##### SUPPLIED DATA #####

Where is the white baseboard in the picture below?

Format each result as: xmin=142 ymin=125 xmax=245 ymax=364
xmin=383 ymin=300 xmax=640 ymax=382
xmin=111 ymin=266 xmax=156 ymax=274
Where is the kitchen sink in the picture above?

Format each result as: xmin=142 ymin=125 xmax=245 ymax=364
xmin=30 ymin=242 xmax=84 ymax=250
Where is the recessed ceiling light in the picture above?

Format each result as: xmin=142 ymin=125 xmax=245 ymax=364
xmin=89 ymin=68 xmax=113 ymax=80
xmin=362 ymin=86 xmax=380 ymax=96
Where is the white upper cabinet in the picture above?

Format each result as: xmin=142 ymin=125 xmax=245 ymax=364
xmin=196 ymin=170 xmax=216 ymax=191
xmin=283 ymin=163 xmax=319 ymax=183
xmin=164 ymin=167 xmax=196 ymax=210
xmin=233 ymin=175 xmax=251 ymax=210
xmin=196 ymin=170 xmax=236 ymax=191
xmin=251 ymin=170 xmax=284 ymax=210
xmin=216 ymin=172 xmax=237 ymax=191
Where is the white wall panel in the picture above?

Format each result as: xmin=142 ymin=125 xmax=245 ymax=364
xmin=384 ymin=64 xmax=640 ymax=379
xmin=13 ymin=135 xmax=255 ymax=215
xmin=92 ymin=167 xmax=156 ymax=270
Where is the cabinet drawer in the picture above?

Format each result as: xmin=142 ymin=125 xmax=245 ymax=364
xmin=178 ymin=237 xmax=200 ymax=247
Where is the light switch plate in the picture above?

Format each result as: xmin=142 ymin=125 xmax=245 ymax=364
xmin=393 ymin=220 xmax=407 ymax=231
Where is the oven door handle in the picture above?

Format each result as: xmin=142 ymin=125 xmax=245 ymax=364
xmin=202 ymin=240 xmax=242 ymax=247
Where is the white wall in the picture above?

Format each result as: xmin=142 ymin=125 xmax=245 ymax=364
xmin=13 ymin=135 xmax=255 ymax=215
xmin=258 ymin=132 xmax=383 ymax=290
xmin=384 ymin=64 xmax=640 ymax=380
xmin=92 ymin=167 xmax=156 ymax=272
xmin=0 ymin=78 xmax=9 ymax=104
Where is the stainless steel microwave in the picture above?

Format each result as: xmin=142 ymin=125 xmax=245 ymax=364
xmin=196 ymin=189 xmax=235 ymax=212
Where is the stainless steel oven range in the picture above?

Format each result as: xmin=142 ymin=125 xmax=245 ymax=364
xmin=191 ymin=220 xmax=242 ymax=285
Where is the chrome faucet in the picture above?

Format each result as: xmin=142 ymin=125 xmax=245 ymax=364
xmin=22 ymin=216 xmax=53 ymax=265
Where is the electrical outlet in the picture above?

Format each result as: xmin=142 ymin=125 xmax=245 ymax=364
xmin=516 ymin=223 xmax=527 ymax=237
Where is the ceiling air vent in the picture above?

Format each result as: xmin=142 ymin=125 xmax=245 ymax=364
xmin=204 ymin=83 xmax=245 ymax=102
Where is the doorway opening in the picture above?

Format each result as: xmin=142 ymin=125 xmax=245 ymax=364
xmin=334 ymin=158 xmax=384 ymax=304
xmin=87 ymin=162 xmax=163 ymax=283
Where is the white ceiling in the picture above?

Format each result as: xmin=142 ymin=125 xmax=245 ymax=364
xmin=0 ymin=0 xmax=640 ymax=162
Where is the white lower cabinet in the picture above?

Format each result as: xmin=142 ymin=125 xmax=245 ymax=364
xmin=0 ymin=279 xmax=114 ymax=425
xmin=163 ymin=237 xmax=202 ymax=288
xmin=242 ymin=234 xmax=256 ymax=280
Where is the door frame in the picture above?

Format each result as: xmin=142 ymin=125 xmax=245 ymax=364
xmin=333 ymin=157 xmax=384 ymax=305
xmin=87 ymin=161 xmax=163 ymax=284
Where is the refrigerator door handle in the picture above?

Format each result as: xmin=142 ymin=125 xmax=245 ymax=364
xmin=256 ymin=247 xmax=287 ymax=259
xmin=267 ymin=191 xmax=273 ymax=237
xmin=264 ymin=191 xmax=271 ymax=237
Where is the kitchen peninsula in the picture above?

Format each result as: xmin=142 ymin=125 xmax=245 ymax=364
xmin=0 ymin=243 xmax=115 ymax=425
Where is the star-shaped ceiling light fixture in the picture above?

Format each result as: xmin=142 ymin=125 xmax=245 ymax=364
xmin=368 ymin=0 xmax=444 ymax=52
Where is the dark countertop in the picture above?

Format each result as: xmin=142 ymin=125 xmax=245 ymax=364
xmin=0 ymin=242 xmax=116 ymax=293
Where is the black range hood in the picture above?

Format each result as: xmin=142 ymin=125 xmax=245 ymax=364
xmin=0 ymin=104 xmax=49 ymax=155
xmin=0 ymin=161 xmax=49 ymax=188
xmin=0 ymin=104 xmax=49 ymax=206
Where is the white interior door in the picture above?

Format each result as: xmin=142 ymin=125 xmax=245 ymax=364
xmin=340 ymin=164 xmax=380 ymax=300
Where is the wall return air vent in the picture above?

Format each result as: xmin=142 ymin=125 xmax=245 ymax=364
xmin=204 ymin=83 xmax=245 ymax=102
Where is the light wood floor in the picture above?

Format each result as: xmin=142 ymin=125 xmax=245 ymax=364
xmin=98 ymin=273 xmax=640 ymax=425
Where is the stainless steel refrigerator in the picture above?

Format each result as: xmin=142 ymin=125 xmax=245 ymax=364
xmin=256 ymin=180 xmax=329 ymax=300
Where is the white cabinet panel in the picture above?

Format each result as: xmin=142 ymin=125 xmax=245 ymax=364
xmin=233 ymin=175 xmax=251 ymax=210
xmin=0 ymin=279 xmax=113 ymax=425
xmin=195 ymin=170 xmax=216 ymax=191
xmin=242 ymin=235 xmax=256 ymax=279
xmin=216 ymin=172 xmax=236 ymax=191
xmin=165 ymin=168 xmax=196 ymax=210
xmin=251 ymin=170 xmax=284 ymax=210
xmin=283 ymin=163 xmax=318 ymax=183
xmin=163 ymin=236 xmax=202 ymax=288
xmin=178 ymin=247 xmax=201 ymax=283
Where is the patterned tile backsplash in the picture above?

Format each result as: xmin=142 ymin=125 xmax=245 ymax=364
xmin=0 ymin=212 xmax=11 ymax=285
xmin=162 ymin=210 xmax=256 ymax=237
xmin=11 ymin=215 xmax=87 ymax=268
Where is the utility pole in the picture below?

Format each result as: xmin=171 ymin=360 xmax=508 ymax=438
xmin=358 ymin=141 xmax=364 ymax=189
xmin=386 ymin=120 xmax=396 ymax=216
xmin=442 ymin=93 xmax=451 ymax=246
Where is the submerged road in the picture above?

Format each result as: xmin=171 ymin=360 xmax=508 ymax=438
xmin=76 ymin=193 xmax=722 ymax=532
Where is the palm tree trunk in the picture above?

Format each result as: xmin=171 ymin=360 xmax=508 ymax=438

#####

§ **THE TASK**
Arrange every line of the records above as a numbered list, leaving out the blank lines.

§ **COMPLETE ANSWER**
1. Where is the white baseboard in the picture below?
2. Format each result as: xmin=142 ymin=125 xmax=245 ymax=364
3. xmin=383 ymin=300 xmax=640 ymax=382
4. xmin=111 ymin=266 xmax=156 ymax=274
5. Where is the kitchen sink in the picture above?
6. Format each result as: xmin=142 ymin=125 xmax=245 ymax=364
7. xmin=30 ymin=242 xmax=84 ymax=250
8. Where is the recessed ceiling light in the picture above?
9. Format each result as: xmin=142 ymin=125 xmax=245 ymax=364
10. xmin=89 ymin=68 xmax=113 ymax=80
11. xmin=362 ymin=86 xmax=380 ymax=96
12. Where is the white upper cabinet in the picture above?
13. Format each result as: xmin=142 ymin=125 xmax=245 ymax=364
14. xmin=196 ymin=170 xmax=216 ymax=191
15. xmin=283 ymin=163 xmax=319 ymax=183
16. xmin=164 ymin=167 xmax=196 ymax=210
17. xmin=233 ymin=175 xmax=251 ymax=210
18. xmin=196 ymin=170 xmax=236 ymax=191
19. xmin=251 ymin=170 xmax=284 ymax=210
20. xmin=216 ymin=172 xmax=237 ymax=191
21. Where is the white wall panel in the picture above?
22. Format each result as: xmin=142 ymin=125 xmax=245 ymax=364
23. xmin=384 ymin=64 xmax=640 ymax=379
24. xmin=13 ymin=135 xmax=255 ymax=215
25. xmin=92 ymin=167 xmax=156 ymax=270
26. Where is the cabinet drawer in the picture above?
27. Format each result as: xmin=142 ymin=125 xmax=245 ymax=364
28. xmin=178 ymin=237 xmax=200 ymax=247
29. Where is the light switch plate in the picture above?
30. Format each result as: xmin=142 ymin=125 xmax=245 ymax=364
31. xmin=393 ymin=220 xmax=407 ymax=231
32. Where is the oven door handle in the picture above?
33. Format each result as: xmin=142 ymin=125 xmax=245 ymax=364
34. xmin=202 ymin=240 xmax=242 ymax=247
35. Where is the white wall in the picture above?
36. Format each result as: xmin=142 ymin=125 xmax=245 ymax=364
37. xmin=13 ymin=135 xmax=255 ymax=215
38. xmin=258 ymin=132 xmax=383 ymax=290
39. xmin=384 ymin=64 xmax=640 ymax=380
40. xmin=92 ymin=167 xmax=156 ymax=272
41. xmin=0 ymin=78 xmax=9 ymax=104
42. Where is the stainless steel microwave in the picture above?
43. Format each result as: xmin=142 ymin=125 xmax=245 ymax=364
44. xmin=196 ymin=189 xmax=235 ymax=212
45. Where is the stainless steel oven range in the picture above?
46. Format each result as: xmin=142 ymin=125 xmax=245 ymax=364
47. xmin=191 ymin=220 xmax=242 ymax=285
48. Where is the chrome faucet in the picture above?
49. Format each result as: xmin=142 ymin=125 xmax=245 ymax=364
50. xmin=22 ymin=216 xmax=53 ymax=265
51. Where is the electrical outlet in the picture above?
52. Format each result as: xmin=142 ymin=125 xmax=245 ymax=364
53. xmin=516 ymin=223 xmax=527 ymax=237
54. Where is the ceiling air vent in the picture above?
55. Format each result as: xmin=142 ymin=125 xmax=245 ymax=364
56. xmin=204 ymin=83 xmax=245 ymax=102
57. Where is the doorway opening in the picture above?
58. Format each result as: xmin=142 ymin=125 xmax=245 ymax=364
59. xmin=334 ymin=158 xmax=384 ymax=304
60. xmin=87 ymin=162 xmax=163 ymax=283
61. Where is the white ceiling in the picture above?
62. Format each result as: xmin=142 ymin=125 xmax=245 ymax=364
63. xmin=0 ymin=0 xmax=640 ymax=162
64. Where is the white lower cabinet in the picture above?
65. Format each result as: xmin=142 ymin=125 xmax=245 ymax=364
66. xmin=0 ymin=279 xmax=114 ymax=425
67. xmin=163 ymin=237 xmax=202 ymax=288
68. xmin=242 ymin=234 xmax=256 ymax=280
69. Where is the door frame in the picture above?
70. Format each result as: xmin=142 ymin=125 xmax=245 ymax=364
71. xmin=333 ymin=157 xmax=384 ymax=305
72. xmin=87 ymin=161 xmax=163 ymax=284
73. Where is the refrigerator door handle in the picture above?
74. Format each result as: xmin=142 ymin=125 xmax=245 ymax=364
75. xmin=256 ymin=247 xmax=287 ymax=259
76. xmin=267 ymin=191 xmax=273 ymax=237
77. xmin=264 ymin=191 xmax=271 ymax=237
78. Where is the kitchen peninsula in the picture above?
79. Format each result as: xmin=142 ymin=125 xmax=245 ymax=364
80. xmin=0 ymin=243 xmax=115 ymax=425
81. Where is the star-shaped ceiling light fixture in the picture above?
82. Format each result as: xmin=142 ymin=125 xmax=245 ymax=364
83. xmin=368 ymin=0 xmax=444 ymax=52
84. Where is the dark countertop in the picture above?
85. Format each result as: xmin=142 ymin=125 xmax=245 ymax=364
86. xmin=0 ymin=242 xmax=116 ymax=293
87. Where is the black range hood in the picture above?
88. Format each result as: xmin=142 ymin=125 xmax=245 ymax=364
89. xmin=0 ymin=104 xmax=49 ymax=155
90. xmin=0 ymin=161 xmax=49 ymax=188
91. xmin=0 ymin=104 xmax=49 ymax=206
92. Where is the white interior door in the picture above?
93. Format each result as: xmin=142 ymin=125 xmax=245 ymax=364
94. xmin=340 ymin=164 xmax=380 ymax=300
95. Where is the wall return air vent in the picture above?
96. Format each result as: xmin=142 ymin=125 xmax=245 ymax=364
97. xmin=204 ymin=83 xmax=245 ymax=102
98. Where is the light wood floor in the picture above?
99. Format each result as: xmin=142 ymin=125 xmax=245 ymax=364
100. xmin=98 ymin=273 xmax=640 ymax=425
101. Where is the stainless steel refrigerator in the picture above?
102. Format each result as: xmin=142 ymin=125 xmax=245 ymax=364
103. xmin=256 ymin=180 xmax=329 ymax=300
104. Where is the white cabinet panel in the picture above?
105. Format each result as: xmin=142 ymin=125 xmax=245 ymax=364
106. xmin=233 ymin=175 xmax=251 ymax=210
107. xmin=0 ymin=279 xmax=113 ymax=425
108. xmin=195 ymin=170 xmax=216 ymax=191
109. xmin=242 ymin=235 xmax=256 ymax=279
110. xmin=216 ymin=172 xmax=236 ymax=191
111. xmin=165 ymin=168 xmax=196 ymax=210
112. xmin=251 ymin=170 xmax=284 ymax=210
113. xmin=283 ymin=163 xmax=318 ymax=183
114. xmin=163 ymin=236 xmax=202 ymax=288
115. xmin=178 ymin=247 xmax=201 ymax=283
116. Where is the patterned tile backsplash in the picture above?
117. Format each result as: xmin=142 ymin=125 xmax=245 ymax=364
118. xmin=0 ymin=212 xmax=11 ymax=285
119. xmin=162 ymin=210 xmax=256 ymax=237
120. xmin=11 ymin=215 xmax=87 ymax=268
121. Where is the utility pole in the picture below?
122. Format each result as: xmin=171 ymin=360 xmax=508 ymax=438
123. xmin=358 ymin=141 xmax=364 ymax=189
124. xmin=386 ymin=120 xmax=396 ymax=216
125. xmin=442 ymin=93 xmax=451 ymax=246
126. Where is the submerged road in the picture above?
127. Format each result as: xmin=171 ymin=360 xmax=508 ymax=438
128. xmin=76 ymin=193 xmax=722 ymax=532
129. Where is the palm tree trunk in the picture above?
130. Format each result as: xmin=171 ymin=360 xmax=508 ymax=438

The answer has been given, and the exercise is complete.